### Quoted passage
'Splain me "Income inequality"

You’re missing the point. The government could step in and confiscate all of the owner’s wealth and then just have the managers continue to invest it as they’ve been doing. How would that make any difference to anyone besides the owner who lost his money?

So it wasn’t the owner who was contributing anything - it was the wealth that was contributing. And that wealth would still be contributing the same amount regardless of who owns it.

When’s the last time income inequality wasn’t a going concern for human societies? Pre-history? I suppose hunter gatherers can’t store much wealth.

The SCALE of the wealth of the top one tenth of one percent of Americans is hard to imagine. (Ok, numbers help, I’ll grant you that.) But really, a hundred milliionaire can spend his whole day, every day, drinking fine champagne, eating steaks and snorting cocaine off the butts of hookers, and it would not affect his pile at all. We can tax the ultra rich at 50 percent and they can still have their monthly trips to Barbados or Europe, their yachts, their swimming pools with fine homes attached, and they would not feel it at all in terms of their personal lifestyles. Think about Mitt Romney building an elevator for his cars in his new house. It seems insanely extravagant to many of us, but for him it’s a reasonable decision. The money doesn’t matter. Just what he wants.

My point is, for the very wealthy taxation is an abstract thing. People don’t seem to be getting this. I know the rich probably have inflated senses of what is needed for a decent lifestyle, but really … they don’t FEEL tax increases the way somebody who has to pawn his watch to get enough money to buy gas to get to work the week before payday does. If you don’t understand that … I don’t know if we can communicate.

Have you seen this? It doesnt really answer the question, but it’s pretty neat -

It was his[sup][/sup] wealth that he[sup][/sup] was contributing. Or do property rights mean nothing to you?

[sub]*Feel free to substitute the gender-specific pronouns of your choice.[/sub]

Yes, but it’s also true that if improvement reaps no benefits, even if it doesn’t get you investigated or worse, people will do their best to be the levelest little nail on the board. Or at least to be very, very discrete while reading the Dope and organizing their playlists.

Ok ok. NO, I realize it’s not a new idea. What I meant was it’s all of a suddden the ‘new’ thing in the news cycle. It went from zero to all over the place in what seemend like two days.

Thanks everyone for keeping the discussion going.

Carry on, please.

p.s. I’ve heard of Marx, but who’s the Mexican guy? Some economist?

You may like to take a look at Pareto’s work. He’s the Italian sociologist who pointed out in 1906 that inequality in wealth distribution in Italy was growing along with social unrest and posited that the two things are related (which may seem like a “no shit” idea but it’s the kind of “no shit” idea someone needs to point out); ideas such as “80% of the problems come from 20% of the customers/processes/cases” are also from his work.

The point is that as soon as people found out that it is possible for the government to steal all of your wealth, everyone with wealth would flee to a country that does not steal all of it. As soon as that happens no more factories, no more new businesses and no more innovation. Capital is highly mobile, if you treat it poorly it moves to a place where it is treated better.

I understand the envy people have of the rich but no one can say how the rich being rich harms the poor and middle class. Some claim that since the rich have a lower marginal propensity to consume that income inequality will lead to shortages in demand, but that is simply not true. In fact, if you look at the datasavings has gone down since income inequality has gone up.
######
> Tasks and exercises:
#1 Retype the income inequality thread from "Ok ok. NO, I" up to and including "Carry on, please.", keeping every character unchanged.
#2 Extend the income inequality thread past its final sentence, adding text in the same forum register.
Nothing in the records is required for these tasks.
### Data provided
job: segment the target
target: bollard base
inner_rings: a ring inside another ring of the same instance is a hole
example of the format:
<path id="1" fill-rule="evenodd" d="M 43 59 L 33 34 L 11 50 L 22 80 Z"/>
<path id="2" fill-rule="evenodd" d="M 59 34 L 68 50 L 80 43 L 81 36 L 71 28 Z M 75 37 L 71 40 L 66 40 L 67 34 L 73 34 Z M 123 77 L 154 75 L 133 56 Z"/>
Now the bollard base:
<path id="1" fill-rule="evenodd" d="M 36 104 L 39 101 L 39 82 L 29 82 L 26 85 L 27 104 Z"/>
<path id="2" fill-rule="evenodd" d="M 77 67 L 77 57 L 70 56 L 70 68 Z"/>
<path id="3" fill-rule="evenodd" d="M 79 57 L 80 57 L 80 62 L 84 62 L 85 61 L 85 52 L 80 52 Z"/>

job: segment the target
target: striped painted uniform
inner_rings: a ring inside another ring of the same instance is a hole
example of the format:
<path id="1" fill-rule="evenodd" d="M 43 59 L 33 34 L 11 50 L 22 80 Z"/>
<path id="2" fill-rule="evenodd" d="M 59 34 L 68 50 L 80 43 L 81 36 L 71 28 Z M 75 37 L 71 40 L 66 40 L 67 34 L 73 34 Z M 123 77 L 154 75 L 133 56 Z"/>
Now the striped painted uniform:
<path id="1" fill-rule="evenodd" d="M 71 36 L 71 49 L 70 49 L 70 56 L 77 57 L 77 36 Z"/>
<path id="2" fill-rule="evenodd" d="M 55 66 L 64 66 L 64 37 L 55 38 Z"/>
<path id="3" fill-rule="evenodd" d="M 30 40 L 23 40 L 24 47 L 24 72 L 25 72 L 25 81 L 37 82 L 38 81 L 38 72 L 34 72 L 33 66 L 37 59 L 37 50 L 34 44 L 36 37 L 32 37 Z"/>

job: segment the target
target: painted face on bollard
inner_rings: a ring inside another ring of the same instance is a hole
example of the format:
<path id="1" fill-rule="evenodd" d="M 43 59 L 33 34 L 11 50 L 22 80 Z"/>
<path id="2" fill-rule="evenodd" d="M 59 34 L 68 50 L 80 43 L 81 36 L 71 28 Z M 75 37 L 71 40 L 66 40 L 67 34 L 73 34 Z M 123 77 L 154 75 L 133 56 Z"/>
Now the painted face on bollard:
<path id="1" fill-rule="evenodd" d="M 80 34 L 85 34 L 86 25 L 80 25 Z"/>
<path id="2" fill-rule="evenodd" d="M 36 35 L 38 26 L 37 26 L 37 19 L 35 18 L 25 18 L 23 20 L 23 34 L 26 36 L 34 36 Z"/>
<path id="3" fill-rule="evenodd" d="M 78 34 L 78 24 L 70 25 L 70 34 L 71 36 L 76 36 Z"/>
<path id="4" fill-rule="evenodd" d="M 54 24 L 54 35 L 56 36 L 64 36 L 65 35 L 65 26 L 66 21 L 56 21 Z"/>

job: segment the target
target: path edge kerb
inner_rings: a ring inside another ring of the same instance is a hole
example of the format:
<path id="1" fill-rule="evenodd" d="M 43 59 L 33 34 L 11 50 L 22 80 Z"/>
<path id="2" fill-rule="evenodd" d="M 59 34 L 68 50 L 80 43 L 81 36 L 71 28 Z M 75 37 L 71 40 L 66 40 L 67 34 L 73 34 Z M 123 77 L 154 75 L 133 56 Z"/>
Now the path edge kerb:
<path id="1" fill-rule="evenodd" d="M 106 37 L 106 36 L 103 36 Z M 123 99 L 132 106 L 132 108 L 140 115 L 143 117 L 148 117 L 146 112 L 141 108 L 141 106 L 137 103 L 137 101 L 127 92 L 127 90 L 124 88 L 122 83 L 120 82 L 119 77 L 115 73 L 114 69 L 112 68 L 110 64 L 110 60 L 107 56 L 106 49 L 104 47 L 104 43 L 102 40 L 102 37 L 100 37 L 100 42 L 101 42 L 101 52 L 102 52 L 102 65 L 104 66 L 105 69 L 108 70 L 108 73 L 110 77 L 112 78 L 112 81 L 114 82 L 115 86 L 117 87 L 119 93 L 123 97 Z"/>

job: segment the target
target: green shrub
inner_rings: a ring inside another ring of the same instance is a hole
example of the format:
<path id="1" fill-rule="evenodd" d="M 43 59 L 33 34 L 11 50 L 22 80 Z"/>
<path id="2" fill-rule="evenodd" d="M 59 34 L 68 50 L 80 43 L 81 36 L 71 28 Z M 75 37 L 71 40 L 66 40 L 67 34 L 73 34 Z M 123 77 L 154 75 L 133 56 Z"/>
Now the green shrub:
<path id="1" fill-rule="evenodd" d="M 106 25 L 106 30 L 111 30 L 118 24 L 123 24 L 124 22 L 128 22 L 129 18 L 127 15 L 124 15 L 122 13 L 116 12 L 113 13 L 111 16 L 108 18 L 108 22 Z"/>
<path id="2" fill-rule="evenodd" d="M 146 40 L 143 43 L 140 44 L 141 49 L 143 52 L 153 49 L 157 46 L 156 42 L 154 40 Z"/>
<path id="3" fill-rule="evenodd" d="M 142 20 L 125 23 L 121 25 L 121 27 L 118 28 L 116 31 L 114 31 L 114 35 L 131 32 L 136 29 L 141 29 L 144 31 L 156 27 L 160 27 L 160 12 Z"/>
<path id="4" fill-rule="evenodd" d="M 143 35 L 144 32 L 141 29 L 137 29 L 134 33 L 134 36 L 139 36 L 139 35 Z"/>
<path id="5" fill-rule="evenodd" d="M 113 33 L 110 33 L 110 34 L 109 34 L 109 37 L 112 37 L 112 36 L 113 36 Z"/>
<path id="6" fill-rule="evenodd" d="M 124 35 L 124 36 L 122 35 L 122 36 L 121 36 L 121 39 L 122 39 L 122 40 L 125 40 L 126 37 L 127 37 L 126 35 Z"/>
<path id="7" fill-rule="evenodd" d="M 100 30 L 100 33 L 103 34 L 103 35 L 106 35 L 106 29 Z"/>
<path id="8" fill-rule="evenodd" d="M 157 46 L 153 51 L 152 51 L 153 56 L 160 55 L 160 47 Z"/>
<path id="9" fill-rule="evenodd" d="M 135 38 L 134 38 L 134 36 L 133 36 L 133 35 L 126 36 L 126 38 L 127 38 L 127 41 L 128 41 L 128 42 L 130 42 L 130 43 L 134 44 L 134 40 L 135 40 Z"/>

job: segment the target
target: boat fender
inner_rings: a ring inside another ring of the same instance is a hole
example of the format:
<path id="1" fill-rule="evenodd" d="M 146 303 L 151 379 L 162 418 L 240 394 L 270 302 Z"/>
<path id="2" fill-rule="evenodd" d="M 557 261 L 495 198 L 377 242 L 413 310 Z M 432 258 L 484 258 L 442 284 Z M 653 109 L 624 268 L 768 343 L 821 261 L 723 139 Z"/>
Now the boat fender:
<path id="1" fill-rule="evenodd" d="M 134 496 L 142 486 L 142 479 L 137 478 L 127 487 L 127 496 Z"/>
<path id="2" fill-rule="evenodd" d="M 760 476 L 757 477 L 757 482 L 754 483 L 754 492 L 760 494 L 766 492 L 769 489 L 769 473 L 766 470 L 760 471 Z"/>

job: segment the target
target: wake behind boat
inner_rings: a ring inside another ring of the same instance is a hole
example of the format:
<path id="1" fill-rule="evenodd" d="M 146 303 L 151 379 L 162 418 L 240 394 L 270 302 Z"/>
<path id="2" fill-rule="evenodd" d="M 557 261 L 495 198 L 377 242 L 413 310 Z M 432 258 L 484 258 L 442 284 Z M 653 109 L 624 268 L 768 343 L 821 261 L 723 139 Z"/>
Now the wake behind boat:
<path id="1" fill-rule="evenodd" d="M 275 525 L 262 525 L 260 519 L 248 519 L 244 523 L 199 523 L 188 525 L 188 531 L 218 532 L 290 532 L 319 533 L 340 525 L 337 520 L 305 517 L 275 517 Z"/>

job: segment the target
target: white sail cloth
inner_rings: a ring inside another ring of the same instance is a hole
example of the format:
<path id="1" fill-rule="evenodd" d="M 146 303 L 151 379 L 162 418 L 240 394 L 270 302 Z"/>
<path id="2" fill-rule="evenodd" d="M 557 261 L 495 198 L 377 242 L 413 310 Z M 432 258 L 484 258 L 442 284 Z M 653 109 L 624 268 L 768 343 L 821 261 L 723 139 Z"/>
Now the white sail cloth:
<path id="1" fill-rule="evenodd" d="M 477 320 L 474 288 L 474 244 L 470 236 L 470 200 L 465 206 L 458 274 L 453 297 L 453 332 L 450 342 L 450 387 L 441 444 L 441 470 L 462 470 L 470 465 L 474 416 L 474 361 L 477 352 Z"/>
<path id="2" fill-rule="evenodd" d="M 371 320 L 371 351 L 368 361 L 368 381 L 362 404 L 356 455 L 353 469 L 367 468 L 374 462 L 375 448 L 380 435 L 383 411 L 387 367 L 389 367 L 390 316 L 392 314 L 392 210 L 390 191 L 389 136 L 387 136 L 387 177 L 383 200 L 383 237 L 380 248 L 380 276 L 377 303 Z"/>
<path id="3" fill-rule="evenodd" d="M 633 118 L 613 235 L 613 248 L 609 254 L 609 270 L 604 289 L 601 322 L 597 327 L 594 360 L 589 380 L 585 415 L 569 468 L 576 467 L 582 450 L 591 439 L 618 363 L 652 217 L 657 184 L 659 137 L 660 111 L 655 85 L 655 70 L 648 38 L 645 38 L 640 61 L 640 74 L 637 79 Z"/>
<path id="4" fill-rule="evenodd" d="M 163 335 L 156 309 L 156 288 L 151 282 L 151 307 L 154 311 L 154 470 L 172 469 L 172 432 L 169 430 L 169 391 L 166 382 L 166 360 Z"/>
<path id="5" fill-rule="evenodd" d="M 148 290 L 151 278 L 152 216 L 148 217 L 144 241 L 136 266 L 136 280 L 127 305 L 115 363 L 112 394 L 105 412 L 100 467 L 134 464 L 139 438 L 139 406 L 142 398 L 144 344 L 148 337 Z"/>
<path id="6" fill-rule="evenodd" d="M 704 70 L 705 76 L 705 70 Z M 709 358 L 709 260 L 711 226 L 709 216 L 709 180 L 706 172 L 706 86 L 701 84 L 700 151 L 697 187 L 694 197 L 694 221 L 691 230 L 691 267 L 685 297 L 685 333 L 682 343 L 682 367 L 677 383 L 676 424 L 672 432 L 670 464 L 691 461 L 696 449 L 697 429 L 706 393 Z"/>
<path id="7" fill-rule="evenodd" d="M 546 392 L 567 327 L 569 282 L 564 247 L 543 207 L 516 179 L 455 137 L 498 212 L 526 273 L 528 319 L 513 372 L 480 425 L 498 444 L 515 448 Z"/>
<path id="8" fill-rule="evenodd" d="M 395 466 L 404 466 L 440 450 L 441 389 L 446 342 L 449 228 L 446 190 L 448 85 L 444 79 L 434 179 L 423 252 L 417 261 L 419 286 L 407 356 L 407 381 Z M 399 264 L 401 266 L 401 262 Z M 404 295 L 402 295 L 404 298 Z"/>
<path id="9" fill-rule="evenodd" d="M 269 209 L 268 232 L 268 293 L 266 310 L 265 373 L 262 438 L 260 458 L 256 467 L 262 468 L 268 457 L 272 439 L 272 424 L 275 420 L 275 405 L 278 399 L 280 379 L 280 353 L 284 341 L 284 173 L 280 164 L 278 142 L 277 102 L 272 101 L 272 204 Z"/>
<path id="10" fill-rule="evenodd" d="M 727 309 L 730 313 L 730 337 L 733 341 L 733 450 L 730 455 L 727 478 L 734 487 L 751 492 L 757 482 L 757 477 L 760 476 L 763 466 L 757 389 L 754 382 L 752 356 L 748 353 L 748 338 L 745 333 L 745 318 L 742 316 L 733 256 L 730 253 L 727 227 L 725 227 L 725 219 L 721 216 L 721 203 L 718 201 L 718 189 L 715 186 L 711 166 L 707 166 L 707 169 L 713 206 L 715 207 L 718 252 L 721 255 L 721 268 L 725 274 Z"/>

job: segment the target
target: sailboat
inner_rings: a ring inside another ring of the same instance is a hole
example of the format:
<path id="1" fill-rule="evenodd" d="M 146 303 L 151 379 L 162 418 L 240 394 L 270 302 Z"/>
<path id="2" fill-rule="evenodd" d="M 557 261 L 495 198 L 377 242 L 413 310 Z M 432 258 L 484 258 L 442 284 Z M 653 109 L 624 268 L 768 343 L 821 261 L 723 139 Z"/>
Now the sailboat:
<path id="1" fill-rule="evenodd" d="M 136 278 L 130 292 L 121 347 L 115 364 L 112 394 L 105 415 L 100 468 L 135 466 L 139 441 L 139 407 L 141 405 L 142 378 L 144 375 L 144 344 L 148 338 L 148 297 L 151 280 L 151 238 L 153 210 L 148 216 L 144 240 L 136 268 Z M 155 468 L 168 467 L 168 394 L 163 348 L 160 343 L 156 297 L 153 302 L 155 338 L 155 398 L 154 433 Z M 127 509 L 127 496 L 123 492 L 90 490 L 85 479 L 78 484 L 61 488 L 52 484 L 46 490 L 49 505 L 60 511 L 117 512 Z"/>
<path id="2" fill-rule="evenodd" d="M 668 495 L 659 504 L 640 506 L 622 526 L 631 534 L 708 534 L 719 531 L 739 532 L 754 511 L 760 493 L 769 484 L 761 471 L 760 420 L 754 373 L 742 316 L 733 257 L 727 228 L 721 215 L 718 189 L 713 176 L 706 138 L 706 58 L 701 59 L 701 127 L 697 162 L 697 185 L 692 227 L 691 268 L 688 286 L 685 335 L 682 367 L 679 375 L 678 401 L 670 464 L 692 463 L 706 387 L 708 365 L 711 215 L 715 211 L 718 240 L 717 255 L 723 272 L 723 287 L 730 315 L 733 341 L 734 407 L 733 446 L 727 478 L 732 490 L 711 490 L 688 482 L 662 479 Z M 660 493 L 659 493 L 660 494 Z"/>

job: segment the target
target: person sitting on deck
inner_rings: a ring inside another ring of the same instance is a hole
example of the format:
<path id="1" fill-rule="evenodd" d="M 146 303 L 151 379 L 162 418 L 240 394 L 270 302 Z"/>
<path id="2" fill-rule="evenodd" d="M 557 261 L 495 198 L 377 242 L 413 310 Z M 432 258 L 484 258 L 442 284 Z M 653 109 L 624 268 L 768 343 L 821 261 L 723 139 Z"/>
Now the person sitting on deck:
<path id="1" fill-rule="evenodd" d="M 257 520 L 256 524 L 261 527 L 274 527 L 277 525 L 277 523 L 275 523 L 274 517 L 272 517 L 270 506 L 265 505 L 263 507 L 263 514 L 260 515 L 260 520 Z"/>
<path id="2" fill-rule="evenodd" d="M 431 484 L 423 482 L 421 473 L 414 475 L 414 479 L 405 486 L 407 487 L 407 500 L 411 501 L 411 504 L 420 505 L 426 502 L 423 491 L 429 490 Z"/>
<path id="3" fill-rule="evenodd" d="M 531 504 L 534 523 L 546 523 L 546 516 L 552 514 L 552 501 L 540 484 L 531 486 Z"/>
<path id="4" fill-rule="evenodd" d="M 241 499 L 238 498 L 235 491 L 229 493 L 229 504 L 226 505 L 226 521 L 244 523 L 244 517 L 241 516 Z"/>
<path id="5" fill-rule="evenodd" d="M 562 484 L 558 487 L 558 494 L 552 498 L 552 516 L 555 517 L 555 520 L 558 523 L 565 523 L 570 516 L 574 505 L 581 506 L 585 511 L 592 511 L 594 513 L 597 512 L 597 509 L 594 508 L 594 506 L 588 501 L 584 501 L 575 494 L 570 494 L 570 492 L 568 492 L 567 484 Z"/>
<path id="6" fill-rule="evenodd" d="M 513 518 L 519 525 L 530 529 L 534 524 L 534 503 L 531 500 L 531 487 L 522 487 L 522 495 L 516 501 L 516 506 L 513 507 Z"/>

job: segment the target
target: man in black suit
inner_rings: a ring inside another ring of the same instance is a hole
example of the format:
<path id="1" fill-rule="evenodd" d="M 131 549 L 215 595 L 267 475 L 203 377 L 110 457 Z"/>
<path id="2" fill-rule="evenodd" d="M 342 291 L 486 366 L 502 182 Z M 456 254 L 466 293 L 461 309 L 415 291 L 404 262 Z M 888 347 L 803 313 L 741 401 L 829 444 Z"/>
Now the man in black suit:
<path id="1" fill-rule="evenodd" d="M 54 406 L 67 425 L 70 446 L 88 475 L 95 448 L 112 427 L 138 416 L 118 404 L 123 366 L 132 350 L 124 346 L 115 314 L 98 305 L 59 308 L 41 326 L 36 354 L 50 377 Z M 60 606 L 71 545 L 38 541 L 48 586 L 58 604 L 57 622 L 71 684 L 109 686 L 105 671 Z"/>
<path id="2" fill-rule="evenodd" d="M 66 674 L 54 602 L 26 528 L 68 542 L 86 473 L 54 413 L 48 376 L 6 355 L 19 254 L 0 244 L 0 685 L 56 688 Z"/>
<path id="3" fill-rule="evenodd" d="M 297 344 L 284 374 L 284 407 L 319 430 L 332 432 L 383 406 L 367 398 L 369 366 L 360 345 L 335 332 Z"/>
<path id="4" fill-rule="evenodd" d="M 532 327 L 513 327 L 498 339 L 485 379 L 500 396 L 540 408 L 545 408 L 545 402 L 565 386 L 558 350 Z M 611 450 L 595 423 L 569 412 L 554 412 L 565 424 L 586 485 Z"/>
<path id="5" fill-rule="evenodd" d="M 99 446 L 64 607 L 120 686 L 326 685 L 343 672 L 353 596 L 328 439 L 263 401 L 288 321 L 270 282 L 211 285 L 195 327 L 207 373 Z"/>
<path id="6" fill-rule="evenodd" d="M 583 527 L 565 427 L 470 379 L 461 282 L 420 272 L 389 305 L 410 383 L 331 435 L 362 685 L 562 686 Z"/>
######
> Responses to the exercise:
#1
Ok ok. NO, I realize it’s not a new idea. What I meant was it’s all of a suddden the ‘new’ thing in the news cycle. It went from zero to all over the place in what seemend like two days.

Thanks everyone for keeping the discussion going.

Carry on, please.

#2
Envy of the rich has been around forever but we would be better off to follow the tenth commandment instead of trying to punish those whose only crime is success.

Please point to a post where you feel envy of the rich was the primary factor in proposing higher taxes for the rich, and explain why.

Any post of yours in which you proposed raising taxes on the rich, and because class envy is a primary motivation for many liberals.

Regards,
Shodan

The problem isn’t that rich people have too much money, it’s that poor people don’t have enough. The problem isn’t that there aren’t enough jobs, the problem is that poor people don’t have enough money. The problem isn’t that minimum wage is too low to live on, the problem is that poor people don’t have enough money. The problem isn’t class envy, it’s that poor people don’t have enough money.

I think the solution is to give poor people money. With that, you fix a lot of problems and make other problems irrelevant. Decreasing unemployment or income inequality by themselves won’t necessarily give poor people more money, however. So let’s fix the actual problem – give poor people more money – and let the free market sort out employment rates and wealth distribution otherwise.

This analysis shows that we don’t necessarily need to give rich people more money. So let’s get rid of corporate welfare and divert that money towards actual welfare. You know, so poor people can have some more money.

I really do not want to be a rich person, Shodan. I aspire to be comfortably middle class, I admit to that, but wealth I don’t need. I am OK with the rich having a lot more than I have. My point is, the 1/10 or 1 percent have more than enough to live luxuriant lives, taxing them won’t hurt them in terms of the way they live. It hurts them in playing their game of “I’ve got the mostest money!” but no sane person thinks that game has any legitimacy. It’s like we’re all sacrificing so the One Percent can keep leveling up in World of Warcraft.

The problem is that a lot of people have beliefs and don’t think about them. They just accept a slogan as an explanation of everything: “Anyone who wants to raise taxes is just engaging in class warfare because they envy rich people.”

The reality is economics is complicated. There are good reasons to raise taxes and there are good reasons to lower taxes. You need to understand all the sides of the issue and balance them out to find the answers that work the best - and you’ll never get the right answer because there is no single right answer. If you think the answer is simple then you don’t understand the question.

Property is theft. “Property” refers not to personal possessions but to the means of production, and the theft is from those who actually do the work.

Also, the gender-specific pronoun is overwhelmingly “he,” and that’s another very serious problem.

Sometimes it’s success, and sometimes it’s privilege.

A comfortably middle class life in the US takes an income that is in the top 5% of all the incomes in the world today, and the top .5% of all the people who have ever lived. Would it be okay with you for someone to take half of your money and give it to chinese peasants because you are so rich?
It is probably impossible for Warren Buffett to be taxed enough to affect his lifestyle but if you tried he would undoubtedly object. He wants to spend his money on buying companys and giving huge sums of money to Bill Gates to give to poor Africans. He obviously derives some utility from that plan or he would not do it. Taking it away from him would deprive him of his utility just as much as taking a chunk of my money or yours would deprive of us of some utility even if he did not permanently wound us.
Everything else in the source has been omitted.